**TASK DETAILS:** Each line of the material below with the word "dirt" is to be reported.

**SUPPLIED DATA:**
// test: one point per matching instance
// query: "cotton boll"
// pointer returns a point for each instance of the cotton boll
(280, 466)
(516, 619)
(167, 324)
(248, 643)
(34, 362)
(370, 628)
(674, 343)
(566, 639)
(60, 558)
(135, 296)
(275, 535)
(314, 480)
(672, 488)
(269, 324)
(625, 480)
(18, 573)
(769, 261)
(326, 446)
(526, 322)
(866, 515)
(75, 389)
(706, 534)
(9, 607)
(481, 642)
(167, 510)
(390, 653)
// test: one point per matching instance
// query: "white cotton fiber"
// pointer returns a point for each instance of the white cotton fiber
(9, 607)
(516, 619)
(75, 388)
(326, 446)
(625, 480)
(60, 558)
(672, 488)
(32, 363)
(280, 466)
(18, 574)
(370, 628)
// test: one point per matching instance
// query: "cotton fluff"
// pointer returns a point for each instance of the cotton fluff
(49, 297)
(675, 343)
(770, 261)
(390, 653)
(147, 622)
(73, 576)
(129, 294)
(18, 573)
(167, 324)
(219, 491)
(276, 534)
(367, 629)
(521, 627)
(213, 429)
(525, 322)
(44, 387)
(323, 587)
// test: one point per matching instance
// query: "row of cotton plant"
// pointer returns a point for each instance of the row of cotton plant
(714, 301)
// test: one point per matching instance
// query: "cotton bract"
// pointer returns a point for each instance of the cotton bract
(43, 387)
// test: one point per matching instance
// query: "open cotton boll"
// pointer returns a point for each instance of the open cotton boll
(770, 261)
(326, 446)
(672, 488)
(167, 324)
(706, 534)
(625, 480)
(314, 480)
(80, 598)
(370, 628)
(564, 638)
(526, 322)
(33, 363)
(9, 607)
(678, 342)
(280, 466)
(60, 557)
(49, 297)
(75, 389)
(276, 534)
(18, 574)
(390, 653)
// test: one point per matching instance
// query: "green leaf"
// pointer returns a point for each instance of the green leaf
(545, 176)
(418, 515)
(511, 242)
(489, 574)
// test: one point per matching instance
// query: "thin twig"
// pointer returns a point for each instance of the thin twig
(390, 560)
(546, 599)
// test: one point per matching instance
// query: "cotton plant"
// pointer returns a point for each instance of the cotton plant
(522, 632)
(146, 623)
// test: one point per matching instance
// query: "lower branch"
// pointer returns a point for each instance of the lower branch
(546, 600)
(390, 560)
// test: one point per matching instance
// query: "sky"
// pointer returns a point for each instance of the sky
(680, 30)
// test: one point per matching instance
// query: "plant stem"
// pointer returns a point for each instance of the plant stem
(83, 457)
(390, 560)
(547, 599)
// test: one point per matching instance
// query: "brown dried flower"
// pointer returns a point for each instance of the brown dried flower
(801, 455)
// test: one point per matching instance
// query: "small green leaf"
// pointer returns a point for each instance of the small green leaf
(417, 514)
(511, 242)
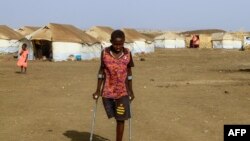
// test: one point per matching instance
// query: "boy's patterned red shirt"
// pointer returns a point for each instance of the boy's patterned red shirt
(115, 72)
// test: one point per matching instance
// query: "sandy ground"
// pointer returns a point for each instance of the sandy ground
(181, 95)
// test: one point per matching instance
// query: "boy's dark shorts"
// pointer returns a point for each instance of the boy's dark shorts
(118, 108)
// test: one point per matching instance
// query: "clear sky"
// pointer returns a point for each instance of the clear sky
(144, 14)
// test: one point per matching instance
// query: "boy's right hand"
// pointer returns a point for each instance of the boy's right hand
(96, 95)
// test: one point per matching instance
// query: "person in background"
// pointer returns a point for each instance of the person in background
(195, 41)
(23, 59)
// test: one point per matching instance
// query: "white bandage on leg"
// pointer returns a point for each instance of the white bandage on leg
(130, 77)
(100, 76)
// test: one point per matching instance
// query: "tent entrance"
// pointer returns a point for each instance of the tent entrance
(42, 49)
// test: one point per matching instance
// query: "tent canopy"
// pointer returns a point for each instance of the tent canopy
(169, 36)
(133, 35)
(101, 33)
(9, 34)
(62, 33)
(223, 36)
(26, 30)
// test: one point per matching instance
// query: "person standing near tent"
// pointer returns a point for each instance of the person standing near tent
(22, 61)
(115, 78)
(195, 41)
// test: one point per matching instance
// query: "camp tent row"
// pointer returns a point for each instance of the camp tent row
(169, 40)
(225, 40)
(135, 41)
(59, 41)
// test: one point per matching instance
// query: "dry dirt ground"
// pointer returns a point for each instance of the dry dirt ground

**SOLVED PROBLEM:**
// query: "dry dirt ground"
// pointer returns a point for each instance of the dry dirt ground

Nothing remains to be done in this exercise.